Exercise material –
###

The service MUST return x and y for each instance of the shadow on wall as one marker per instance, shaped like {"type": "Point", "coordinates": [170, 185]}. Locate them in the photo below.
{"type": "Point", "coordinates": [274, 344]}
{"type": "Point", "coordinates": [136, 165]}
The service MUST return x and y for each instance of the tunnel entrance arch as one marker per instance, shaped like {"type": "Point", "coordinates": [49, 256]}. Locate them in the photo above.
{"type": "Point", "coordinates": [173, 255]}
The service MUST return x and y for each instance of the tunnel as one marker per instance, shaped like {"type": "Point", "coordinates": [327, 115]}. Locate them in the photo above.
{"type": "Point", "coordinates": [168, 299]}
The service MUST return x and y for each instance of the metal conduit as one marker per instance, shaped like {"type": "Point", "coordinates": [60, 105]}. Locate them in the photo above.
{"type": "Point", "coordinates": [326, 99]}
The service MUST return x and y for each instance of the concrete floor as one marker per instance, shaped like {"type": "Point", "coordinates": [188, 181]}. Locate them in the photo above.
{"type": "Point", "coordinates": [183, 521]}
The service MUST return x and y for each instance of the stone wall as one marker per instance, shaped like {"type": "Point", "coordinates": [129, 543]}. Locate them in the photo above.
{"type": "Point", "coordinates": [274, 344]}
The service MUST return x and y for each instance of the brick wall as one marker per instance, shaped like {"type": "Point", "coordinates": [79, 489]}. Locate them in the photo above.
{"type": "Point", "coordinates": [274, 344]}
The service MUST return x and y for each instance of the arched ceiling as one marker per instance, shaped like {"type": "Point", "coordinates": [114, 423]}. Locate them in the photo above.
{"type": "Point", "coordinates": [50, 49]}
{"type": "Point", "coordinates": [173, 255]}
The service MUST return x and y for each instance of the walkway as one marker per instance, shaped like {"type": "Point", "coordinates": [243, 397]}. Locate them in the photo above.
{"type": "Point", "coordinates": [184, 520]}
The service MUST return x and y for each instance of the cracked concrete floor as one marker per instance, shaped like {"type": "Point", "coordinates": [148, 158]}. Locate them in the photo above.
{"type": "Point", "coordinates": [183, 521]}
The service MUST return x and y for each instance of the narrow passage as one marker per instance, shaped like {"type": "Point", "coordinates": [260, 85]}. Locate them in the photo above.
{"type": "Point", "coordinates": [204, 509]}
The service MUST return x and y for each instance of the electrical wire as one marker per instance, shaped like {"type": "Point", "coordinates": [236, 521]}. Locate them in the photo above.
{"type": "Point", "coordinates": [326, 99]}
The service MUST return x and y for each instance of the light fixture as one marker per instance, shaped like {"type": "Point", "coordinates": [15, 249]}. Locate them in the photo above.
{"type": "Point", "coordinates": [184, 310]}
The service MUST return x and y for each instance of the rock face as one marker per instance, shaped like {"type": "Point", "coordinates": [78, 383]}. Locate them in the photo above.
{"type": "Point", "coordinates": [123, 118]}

###

Problem to work on – Output all of the material, please, exactly as it stands.

Output for this exercise –
The service MUST return x and y for each instance of the shadow on wall as one marker per instance, shaped like {"type": "Point", "coordinates": [170, 185]}. Locate them in the photo below.
{"type": "Point", "coordinates": [274, 344]}
{"type": "Point", "coordinates": [136, 165]}
The service MUST return x and y for each instance of the tunnel entrance arch as one marker per instance, shaped like {"type": "Point", "coordinates": [49, 256]}. Locate them in the photo above.
{"type": "Point", "coordinates": [173, 255]}
The service MUST return x and y for each instance of the tunnel as one marker per instance, shaped like {"type": "Point", "coordinates": [327, 115]}. Locate them in the photo above.
{"type": "Point", "coordinates": [168, 299]}
The service MUST return x and y for each instance of the metal conduit as one marker per instance, shaped like {"type": "Point", "coordinates": [60, 105]}. Locate them in the photo above.
{"type": "Point", "coordinates": [326, 99]}
The service MUST return x and y for each instance of the concrete floor as one marker per instance, shaped like {"type": "Point", "coordinates": [188, 181]}. Locate them in the photo above.
{"type": "Point", "coordinates": [183, 521]}
The service MUST return x and y for each instance of the stone wall as one marker per instance, shaped like {"type": "Point", "coordinates": [129, 543]}. Locate them in the photo above.
{"type": "Point", "coordinates": [274, 344]}
The service MUST return x and y for each instance of the brick wall as one marker per instance, shaped like {"type": "Point", "coordinates": [79, 489]}. Locate them in the photo above.
{"type": "Point", "coordinates": [274, 344]}
The service MUST return x and y for each instance of the arched ceiling as one marker per instance, shaped like {"type": "Point", "coordinates": [114, 423]}. Locate them in the photo above.
{"type": "Point", "coordinates": [50, 49]}
{"type": "Point", "coordinates": [173, 255]}
The service MUST return x and y for each instance of the walkway as one marker per instance, shaped like {"type": "Point", "coordinates": [243, 397]}. Locate them in the photo above.
{"type": "Point", "coordinates": [184, 520]}
The service MUST return x and y for each instance of the cracked concrete floor as one marker per instance, shaped like {"type": "Point", "coordinates": [148, 158]}. Locate them in the photo above.
{"type": "Point", "coordinates": [183, 521]}
The service MUST return x and y for each instance of the narrow passage as one marker per instance, shaped like {"type": "Point", "coordinates": [260, 85]}. Locate them in the photo above.
{"type": "Point", "coordinates": [204, 509]}
The service MUST return x and y for each instance of the electrical wire as one marker per instance, shaped like {"type": "Point", "coordinates": [236, 521]}. Locate them in the photo above.
{"type": "Point", "coordinates": [326, 99]}
The service MUST return x and y for each instance of the light fixture as one marker per instance, shaped like {"type": "Point", "coordinates": [15, 249]}. Locate them in the photo above.
{"type": "Point", "coordinates": [184, 310]}
The service MUST return x and y for each instance of the rock face as one marker per instance, shaped like {"type": "Point", "coordinates": [78, 383]}. Locate them in the photo above.
{"type": "Point", "coordinates": [123, 118]}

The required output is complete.